▶ Problem: Your task is to retype each line of the data below exactly.

▶ Available data:

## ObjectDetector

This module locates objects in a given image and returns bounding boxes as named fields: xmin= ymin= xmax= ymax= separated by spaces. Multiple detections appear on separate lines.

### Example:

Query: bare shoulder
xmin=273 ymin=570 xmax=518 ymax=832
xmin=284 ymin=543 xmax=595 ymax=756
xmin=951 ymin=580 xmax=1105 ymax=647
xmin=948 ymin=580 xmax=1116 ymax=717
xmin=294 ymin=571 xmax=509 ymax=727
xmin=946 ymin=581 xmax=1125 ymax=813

▶ Exercise answer:
## ObjectDetector

This module locates objects in a given image and returns bounding boxes as named fields: xmin= ymin= xmax= ymax= separated by spaces. Multiple detections appear on separate lines.

### Example:

Query: bare shoulder
xmin=273 ymin=570 xmax=518 ymax=832
xmin=284 ymin=543 xmax=595 ymax=756
xmin=951 ymin=580 xmax=1105 ymax=647
xmin=948 ymin=580 xmax=1116 ymax=717
xmin=294 ymin=571 xmax=509 ymax=727
xmin=946 ymin=581 xmax=1125 ymax=813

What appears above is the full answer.